▶ [Given instruction]: Provide the data again in its entirety, exactly as given.

##### Material for this task #####

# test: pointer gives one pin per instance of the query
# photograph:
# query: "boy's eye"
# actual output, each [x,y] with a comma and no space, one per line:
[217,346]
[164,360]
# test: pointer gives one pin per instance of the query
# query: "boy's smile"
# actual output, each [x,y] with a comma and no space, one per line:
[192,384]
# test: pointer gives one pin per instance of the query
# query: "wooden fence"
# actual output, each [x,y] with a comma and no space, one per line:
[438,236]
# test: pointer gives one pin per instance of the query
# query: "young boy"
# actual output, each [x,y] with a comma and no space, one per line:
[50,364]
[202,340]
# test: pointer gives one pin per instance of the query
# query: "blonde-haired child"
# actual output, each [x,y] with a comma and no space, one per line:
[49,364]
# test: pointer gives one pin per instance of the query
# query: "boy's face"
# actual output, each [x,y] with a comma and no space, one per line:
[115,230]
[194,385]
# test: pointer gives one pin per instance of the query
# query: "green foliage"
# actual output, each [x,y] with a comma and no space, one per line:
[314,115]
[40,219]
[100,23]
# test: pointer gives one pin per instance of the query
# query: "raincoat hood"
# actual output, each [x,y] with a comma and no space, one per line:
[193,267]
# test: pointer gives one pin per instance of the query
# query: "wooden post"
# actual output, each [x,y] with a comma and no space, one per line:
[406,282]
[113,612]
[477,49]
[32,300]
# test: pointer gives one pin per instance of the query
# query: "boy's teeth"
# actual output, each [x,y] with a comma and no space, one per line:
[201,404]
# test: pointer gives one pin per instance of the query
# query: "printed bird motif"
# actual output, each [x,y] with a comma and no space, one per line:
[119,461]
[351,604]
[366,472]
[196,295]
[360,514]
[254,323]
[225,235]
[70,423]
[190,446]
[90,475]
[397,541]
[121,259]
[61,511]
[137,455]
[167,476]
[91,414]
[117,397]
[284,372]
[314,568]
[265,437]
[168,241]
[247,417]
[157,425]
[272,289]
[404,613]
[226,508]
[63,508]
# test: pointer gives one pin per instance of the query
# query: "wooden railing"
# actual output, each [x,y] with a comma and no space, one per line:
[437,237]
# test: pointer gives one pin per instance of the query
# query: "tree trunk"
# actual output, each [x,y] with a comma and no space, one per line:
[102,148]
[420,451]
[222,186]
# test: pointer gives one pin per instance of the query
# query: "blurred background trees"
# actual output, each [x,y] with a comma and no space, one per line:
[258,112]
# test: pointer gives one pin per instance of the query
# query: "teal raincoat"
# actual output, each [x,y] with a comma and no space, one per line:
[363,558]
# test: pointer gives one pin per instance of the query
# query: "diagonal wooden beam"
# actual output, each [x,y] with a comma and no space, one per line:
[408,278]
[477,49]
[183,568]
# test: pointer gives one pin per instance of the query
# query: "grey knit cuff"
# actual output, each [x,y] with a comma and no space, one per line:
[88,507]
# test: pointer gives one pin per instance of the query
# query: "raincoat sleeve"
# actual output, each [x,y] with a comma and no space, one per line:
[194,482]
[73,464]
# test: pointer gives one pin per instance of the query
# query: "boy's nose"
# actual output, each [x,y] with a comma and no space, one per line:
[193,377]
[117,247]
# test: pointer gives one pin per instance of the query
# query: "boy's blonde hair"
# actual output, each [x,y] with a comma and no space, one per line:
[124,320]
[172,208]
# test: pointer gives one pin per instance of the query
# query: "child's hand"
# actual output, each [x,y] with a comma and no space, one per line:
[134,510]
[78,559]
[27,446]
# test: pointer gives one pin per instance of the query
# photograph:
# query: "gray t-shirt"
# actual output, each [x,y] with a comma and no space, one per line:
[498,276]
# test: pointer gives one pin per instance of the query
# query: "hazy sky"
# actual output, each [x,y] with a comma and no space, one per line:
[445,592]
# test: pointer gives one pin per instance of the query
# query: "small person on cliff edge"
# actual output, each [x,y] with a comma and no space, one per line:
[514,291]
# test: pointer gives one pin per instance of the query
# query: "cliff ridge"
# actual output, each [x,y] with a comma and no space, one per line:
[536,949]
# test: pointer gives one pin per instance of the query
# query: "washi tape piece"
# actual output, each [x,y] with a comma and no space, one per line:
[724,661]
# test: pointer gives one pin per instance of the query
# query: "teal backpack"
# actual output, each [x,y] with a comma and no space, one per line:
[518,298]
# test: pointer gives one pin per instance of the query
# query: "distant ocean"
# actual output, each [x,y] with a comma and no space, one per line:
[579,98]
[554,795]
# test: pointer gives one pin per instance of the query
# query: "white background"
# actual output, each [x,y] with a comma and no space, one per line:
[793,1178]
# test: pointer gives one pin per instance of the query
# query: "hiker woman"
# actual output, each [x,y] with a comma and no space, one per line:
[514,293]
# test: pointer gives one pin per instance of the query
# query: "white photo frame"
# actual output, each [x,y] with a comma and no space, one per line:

#####

▶ [Reply to the exercise]:
# test: pointer gives one pin per instance of the query
# photograph:
# query: "boy's eye"
# actual output, each [x,y] with a comma and no space, one per line:
[217,346]
[164,360]
# test: pointer gives one pin per instance of the query
# query: "boy's smile"
# actual output, each [x,y] with a comma and no space, one per line:
[192,384]
# test: pointer gives one pin per instance of the query
# query: "wooden fence"
# actual output, each [x,y] with a comma and no space, one per line:
[438,236]
# test: pointer gives one pin per instance of the query
# query: "young boy"
# actual output, each [x,y] with a comma and no space, one per line:
[50,364]
[202,340]
# test: pointer gives one pin per instance of the query
# query: "blonde-haired child"
# actual output, each [x,y] with a comma and no space, one per line:
[49,364]
# test: pointer gives one pin per instance of the query
# query: "boy's face"
# actual output, each [x,y] with a comma and no space, one per line:
[115,230]
[194,385]
# test: pointer gives one pin per instance of the query
# query: "green foliage"
# actual output, each [x,y] with a comma and no space, one per line:
[314,115]
[40,219]
[100,23]
# test: pointer gives one pin per instance of the query
# query: "raincoat hood"
# actual output, each [x,y] with a comma and no space, one per line:
[193,267]
# test: pointer gives one pin per instance of the query
# query: "wooden post"
# actual output, each [x,y] with a comma and no space, one per line:
[406,282]
[113,612]
[477,49]
[32,300]
# test: pointer gives one pin per instance of the query
# query: "boy's teeth"
# actual output, each [x,y] with a comma and no space, one per line:
[201,404]
# test: pointer gives one pin per instance of the query
# query: "printed bird motif"
# actual output, each [x,y] with a comma and no space, one per line:
[119,461]
[351,604]
[366,472]
[196,295]
[360,514]
[254,323]
[225,235]
[70,423]
[190,446]
[90,475]
[397,541]
[121,259]
[61,511]
[137,455]
[167,476]
[91,414]
[117,397]
[284,372]
[314,568]
[265,437]
[168,241]
[247,417]
[157,425]
[272,289]
[404,613]
[226,508]
[63,508]
# test: pointer gives one pin per instance of the query
# query: "wooden railing"
# actual output, each [x,y] with a comma and no space, one per line:
[437,237]
# test: pointer gives one pin per instance of the query
# query: "tree trunk"
# actual output, each [x,y] with a comma and no space, one per line:
[102,148]
[420,451]
[222,186]
# test: pointer gives one pin per instance of the query
# query: "blurred background trees"
# actual output, each [x,y] with a comma and no space, one per line:
[258,112]
# test: pointer gives one pin per instance of the query
# query: "teal raincoat"
# actual output, each [x,y] with a comma and no space, one per line:
[363,558]
# test: pointer gives one pin per instance of the query
# query: "diagonal wooden beam"
# actual output, each [x,y] with a comma and no space, one per line:
[408,278]
[477,49]
[183,568]
# test: pointer gives one pin per instance of the query
# query: "grey knit cuff"
# actual output, each [x,y] with a comma and no space, one per line:
[88,507]
# test: pointer gives one pin per instance of the query
# query: "raincoat sleeve"
# actual output, each [x,y] with a comma and no space, one per line:
[194,482]
[73,464]
# test: pointer gives one pin per instance of the query
# query: "boy's nose"
# actual output, each [x,y] with a comma and no space, one per line:
[193,377]
[117,247]
# test: pointer gives one pin per instance of the query
# query: "boy's blonde hair"
# actual output, each [x,y] with a comma and no space, one per line:
[124,320]
[172,208]
# test: pointer gives one pin per instance of the query
# query: "child's hand"
# actual output, each [x,y] with a comma and no space, one per line:
[134,510]
[78,559]
[27,446]
# test: pointer gives one pin per instance of the query
# photograph:
# query: "gray t-shirt"
# actual output, each [x,y] with a comma and no space, one per line:
[498,276]
# test: pointer gives one pin per instance of the query
# query: "hazy sky"
# actual output, each [x,y] with a comma and no space, one per line:
[445,592]
# test: pointer gives one pin per instance of the query
# query: "small person on cliff edge"
# actual output, each [x,y] with a comma and no space, one per line:
[514,291]
# test: pointer gives one pin per instance of the query
# query: "cliff ridge"
# actual output, each [x,y] with a comma and no space, one per line:
[536,949]
# test: pointer gives one pin per instance of the query
# query: "washi tape piece"
# actual output, each [x,y] with a comma and no space, one per line:
[724,661]
# test: pointer gives one pin per instance of the query
# query: "teal backpack"
# actual output, each [x,y] with a comma and no space, one per line:
[518,298]
# test: pointer gives one pin per instance of the query
# query: "distant ocean"
# actual output, each [x,y] with a comma and no space, one per line:
[579,98]
[554,795]
# test: pointer gives one pin per instance of the query
# query: "white background"
# actual output, each [x,y] with a comma and no space, one per line:
[793,1178]
# test: pointer gives one pin per instance of the query
# query: "hiker woman"
# actual output, each [x,y] with a comma and no space, one per line:
[514,293]
# test: pointer gives one pin per instance of the query
# query: "white photo frame"
# actual output, each [x,y] with a comma and no space, one per line:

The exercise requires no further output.